### Selected passage
Prostate cancer symptoms? How to test for Stephen Fry's condition and treatment to expect

The NHS lists the following symptoms:

  • Needing to urinate more frequently, often during the night
  • Needing to rush to the toilet
  • Difficulty in starting to pee (hesitancy)
  • Straining or taking a long time while urinating
  • Weak flow
  • Feeling that your bladder has not emptied fully

Do you have to have a rectal exam to check for prostate cancer?

Professor Hashim Ahmed, Consultant Urological Surgeon at the Bupa Cromwell Hospital said the first test a doctor usually carries out is a simple blood test called Prostate Specific Antigen (PSA).

He added: “A rectal exam can help identify obvious abnormalities on the surface of the prostate even if the PSA is normal. If you have a raised PSA, or the rectal exam shows a lump, your doctor may refer you for a MRI scan in a specialised unit, which is a much more effective way of detecting prostate cancer.

“It’s important to note that your PSA can be high if you have prostate cancer but it can also be higher than normal if there is an infection, inflammation or you have a large prostate. Recent sexual activity before the test or cycling due to the pressure from a saddle can also raise your PSA levels, so make sure your GP is aware of anything that could affect the test.”

If you've heard prostate cancer doesn’t need to be treated, why should you bother seeing the doctor about it?

### Task set
1. According to the prostate cancer article, what is the first test a doctor usually carries out?
2. Rewrite the paragraph of the prostate cancer article that begins "It's important to note" as a short list, keeping its main facts.
3. From the prostate cancer article, return the stretch from "The NHS lists" through "for prostate cancer?", copied word for word.

### Material provided

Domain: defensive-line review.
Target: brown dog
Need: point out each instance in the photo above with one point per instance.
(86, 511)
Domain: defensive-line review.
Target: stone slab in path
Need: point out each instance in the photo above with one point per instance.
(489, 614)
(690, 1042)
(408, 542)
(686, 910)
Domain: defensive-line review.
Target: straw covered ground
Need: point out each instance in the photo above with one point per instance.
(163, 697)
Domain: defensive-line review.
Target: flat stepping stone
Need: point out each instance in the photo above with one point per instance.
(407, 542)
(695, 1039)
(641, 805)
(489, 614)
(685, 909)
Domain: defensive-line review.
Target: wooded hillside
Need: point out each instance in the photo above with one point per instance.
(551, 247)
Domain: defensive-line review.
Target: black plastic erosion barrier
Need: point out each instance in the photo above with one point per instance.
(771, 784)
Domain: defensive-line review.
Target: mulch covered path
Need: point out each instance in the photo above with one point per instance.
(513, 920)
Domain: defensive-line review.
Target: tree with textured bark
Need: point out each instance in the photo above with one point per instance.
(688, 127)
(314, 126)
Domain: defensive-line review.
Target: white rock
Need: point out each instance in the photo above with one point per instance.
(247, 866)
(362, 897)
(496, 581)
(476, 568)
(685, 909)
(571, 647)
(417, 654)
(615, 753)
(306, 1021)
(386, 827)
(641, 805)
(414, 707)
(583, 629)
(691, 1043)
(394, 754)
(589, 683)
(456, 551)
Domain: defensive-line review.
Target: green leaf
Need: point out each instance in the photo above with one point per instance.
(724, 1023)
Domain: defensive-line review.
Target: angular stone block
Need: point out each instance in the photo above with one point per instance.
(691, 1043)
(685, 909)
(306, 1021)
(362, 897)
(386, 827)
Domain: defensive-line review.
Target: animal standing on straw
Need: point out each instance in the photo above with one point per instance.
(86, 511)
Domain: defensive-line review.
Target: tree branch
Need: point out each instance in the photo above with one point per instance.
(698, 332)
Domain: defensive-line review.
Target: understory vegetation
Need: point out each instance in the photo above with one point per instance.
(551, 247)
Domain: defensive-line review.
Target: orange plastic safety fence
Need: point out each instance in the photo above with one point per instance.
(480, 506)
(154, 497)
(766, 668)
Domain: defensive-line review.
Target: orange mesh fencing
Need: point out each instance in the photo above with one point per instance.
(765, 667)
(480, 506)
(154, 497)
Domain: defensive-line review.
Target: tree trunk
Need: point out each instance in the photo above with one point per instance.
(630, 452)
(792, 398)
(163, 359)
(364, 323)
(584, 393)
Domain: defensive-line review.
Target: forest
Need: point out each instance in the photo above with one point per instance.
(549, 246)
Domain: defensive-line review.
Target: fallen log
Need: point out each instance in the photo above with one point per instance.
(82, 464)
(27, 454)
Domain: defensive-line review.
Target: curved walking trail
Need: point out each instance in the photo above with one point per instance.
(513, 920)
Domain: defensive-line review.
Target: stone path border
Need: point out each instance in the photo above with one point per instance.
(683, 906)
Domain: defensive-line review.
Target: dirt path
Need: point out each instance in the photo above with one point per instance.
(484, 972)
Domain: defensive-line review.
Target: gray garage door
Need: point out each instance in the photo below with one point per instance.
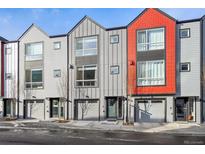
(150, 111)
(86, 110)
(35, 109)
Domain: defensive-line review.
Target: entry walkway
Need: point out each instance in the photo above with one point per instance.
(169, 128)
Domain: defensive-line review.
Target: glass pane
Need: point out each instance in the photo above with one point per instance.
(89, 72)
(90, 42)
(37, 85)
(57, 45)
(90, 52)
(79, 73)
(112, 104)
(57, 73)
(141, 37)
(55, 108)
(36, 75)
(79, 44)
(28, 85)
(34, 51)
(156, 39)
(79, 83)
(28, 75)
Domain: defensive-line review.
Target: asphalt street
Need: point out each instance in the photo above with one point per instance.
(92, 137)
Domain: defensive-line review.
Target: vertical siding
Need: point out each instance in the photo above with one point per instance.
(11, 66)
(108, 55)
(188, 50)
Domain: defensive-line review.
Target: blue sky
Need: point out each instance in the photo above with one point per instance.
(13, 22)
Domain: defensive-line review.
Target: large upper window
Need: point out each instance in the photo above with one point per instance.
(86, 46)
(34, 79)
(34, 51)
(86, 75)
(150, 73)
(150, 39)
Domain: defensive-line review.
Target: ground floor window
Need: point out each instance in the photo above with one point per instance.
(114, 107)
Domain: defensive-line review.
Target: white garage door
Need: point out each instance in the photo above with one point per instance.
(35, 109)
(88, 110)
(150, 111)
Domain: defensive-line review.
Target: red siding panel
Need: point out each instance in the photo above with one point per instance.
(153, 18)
--
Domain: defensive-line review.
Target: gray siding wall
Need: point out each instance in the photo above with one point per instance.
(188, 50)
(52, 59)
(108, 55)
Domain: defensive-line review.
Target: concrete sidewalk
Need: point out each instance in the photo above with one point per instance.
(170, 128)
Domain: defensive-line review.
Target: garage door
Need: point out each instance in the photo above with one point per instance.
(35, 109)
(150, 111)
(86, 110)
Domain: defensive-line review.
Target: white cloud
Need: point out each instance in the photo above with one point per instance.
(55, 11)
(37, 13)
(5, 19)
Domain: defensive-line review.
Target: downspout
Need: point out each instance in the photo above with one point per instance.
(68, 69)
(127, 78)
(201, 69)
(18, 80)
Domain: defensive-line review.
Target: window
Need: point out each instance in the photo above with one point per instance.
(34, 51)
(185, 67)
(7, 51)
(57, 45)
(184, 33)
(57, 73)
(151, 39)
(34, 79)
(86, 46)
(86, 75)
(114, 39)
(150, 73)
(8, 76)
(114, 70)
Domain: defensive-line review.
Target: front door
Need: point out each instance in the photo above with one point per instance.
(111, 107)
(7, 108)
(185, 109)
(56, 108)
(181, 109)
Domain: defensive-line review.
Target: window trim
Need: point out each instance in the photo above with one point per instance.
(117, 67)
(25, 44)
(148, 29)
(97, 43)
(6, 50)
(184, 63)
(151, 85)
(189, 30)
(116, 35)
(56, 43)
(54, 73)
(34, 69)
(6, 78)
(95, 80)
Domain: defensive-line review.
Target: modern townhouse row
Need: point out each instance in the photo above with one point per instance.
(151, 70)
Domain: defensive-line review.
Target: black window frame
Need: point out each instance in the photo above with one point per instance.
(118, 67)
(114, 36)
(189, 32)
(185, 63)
--
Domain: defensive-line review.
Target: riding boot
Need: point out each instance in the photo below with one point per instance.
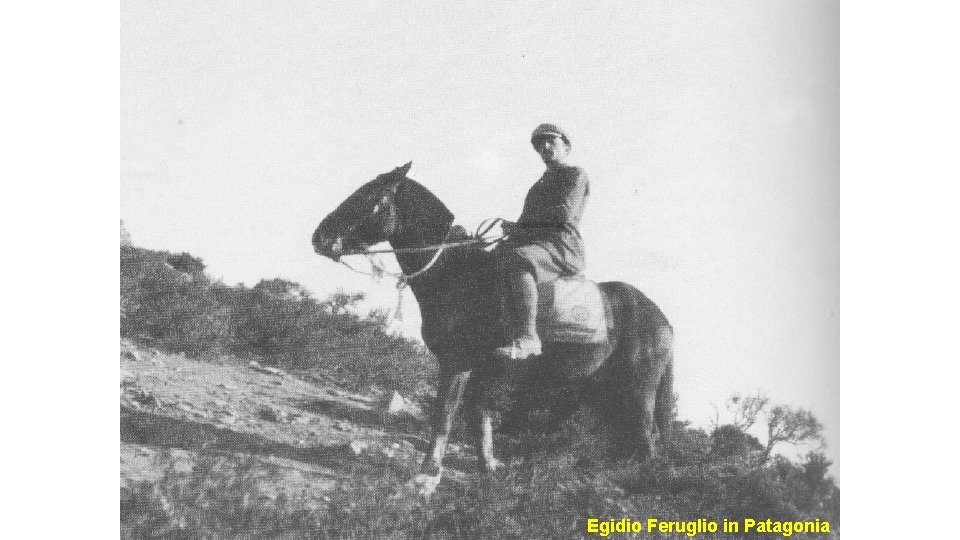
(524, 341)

### Answers provided
1. A simple blood test called Prostate Specific Antigen (PSA).

2.
- A high PSA can mean prostate cancer.
- PSA can also be higher than normal with an infection, inflammation or a large prostate.
- Recent sexual activity before the test can raise PSA levels.
- Cycling can raise PSA levels because of pressure from the saddle.
- Tell your GP about anything that could affect the test.

3.
The NHS lists the following symptoms:

  • Needing to urinate more frequently, often during the night
  • Needing to rush to the toilet
  • Difficulty in starting to pee (hesitancy)
  • Straining or taking a long time while urinating
  • Weak flow
  • Feeling that your bladder has not emptied fully

Do you have to have a rectal exam to check for prostate cancer?